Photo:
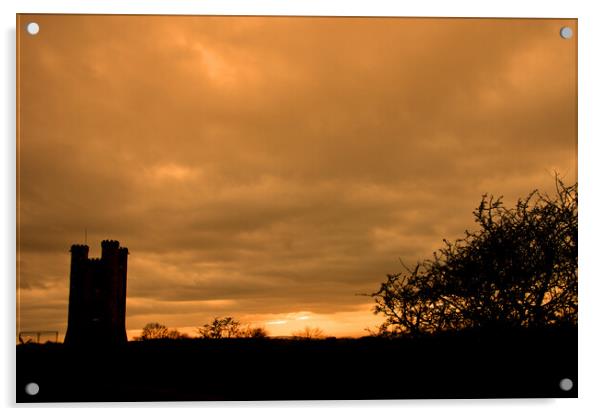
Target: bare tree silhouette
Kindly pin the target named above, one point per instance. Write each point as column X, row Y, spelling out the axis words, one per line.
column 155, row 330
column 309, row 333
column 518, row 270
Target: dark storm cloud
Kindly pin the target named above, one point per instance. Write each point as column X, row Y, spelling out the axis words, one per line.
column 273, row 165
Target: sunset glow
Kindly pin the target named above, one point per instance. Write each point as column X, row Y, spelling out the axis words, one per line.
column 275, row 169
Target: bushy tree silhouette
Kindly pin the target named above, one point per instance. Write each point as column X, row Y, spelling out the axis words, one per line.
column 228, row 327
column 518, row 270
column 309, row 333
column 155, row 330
...
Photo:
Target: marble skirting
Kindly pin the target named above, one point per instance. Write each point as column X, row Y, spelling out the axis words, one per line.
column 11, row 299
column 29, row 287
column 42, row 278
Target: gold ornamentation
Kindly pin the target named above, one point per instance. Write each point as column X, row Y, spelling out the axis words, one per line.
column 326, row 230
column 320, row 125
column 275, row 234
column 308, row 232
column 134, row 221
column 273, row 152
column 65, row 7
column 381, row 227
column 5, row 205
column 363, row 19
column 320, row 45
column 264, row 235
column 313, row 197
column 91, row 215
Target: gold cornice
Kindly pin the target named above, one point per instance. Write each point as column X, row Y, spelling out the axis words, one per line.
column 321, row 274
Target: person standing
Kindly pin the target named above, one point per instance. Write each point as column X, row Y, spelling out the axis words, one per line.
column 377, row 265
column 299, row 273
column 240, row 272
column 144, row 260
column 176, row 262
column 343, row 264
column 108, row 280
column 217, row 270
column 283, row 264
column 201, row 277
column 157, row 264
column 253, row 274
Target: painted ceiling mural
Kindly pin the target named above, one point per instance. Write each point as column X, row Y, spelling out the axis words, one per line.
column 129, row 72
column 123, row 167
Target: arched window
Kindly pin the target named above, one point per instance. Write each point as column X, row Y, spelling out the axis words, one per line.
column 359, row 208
...
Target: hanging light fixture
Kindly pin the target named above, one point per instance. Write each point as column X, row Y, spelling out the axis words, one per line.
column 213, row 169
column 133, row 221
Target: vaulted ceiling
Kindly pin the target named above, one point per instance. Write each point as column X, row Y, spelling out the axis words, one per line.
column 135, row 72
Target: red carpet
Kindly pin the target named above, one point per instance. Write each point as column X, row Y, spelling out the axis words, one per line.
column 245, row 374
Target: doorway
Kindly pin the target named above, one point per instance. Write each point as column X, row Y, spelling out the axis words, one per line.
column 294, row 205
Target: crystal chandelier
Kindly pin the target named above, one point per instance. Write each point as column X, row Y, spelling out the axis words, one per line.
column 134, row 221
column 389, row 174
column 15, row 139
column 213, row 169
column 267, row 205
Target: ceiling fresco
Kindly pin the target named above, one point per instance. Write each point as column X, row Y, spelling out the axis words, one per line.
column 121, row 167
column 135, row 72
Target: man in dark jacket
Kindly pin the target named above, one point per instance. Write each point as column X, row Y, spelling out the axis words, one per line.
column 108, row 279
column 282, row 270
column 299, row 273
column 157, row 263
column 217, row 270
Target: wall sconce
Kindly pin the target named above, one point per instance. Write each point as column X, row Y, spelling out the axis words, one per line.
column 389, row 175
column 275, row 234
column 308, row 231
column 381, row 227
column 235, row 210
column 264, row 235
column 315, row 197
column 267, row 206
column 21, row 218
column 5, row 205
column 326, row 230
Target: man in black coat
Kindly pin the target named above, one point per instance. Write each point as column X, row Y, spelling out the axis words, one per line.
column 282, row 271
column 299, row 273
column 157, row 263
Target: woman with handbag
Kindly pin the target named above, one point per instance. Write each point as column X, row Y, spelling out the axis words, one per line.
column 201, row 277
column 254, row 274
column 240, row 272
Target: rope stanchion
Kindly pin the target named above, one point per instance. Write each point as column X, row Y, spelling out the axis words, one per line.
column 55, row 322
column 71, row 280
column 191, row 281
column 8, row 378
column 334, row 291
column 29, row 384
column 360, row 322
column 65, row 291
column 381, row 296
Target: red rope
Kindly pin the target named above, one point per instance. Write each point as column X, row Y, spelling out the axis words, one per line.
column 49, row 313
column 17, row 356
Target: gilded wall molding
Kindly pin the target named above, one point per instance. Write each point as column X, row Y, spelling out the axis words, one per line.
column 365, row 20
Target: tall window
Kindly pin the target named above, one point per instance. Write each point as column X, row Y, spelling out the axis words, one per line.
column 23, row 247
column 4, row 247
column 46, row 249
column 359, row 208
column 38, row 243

Exercise description
Which of the lines above contain the string "tree"? Report each of them in full.

Correct result
Target: bare tree silhouette
Target: bushy tree silhouette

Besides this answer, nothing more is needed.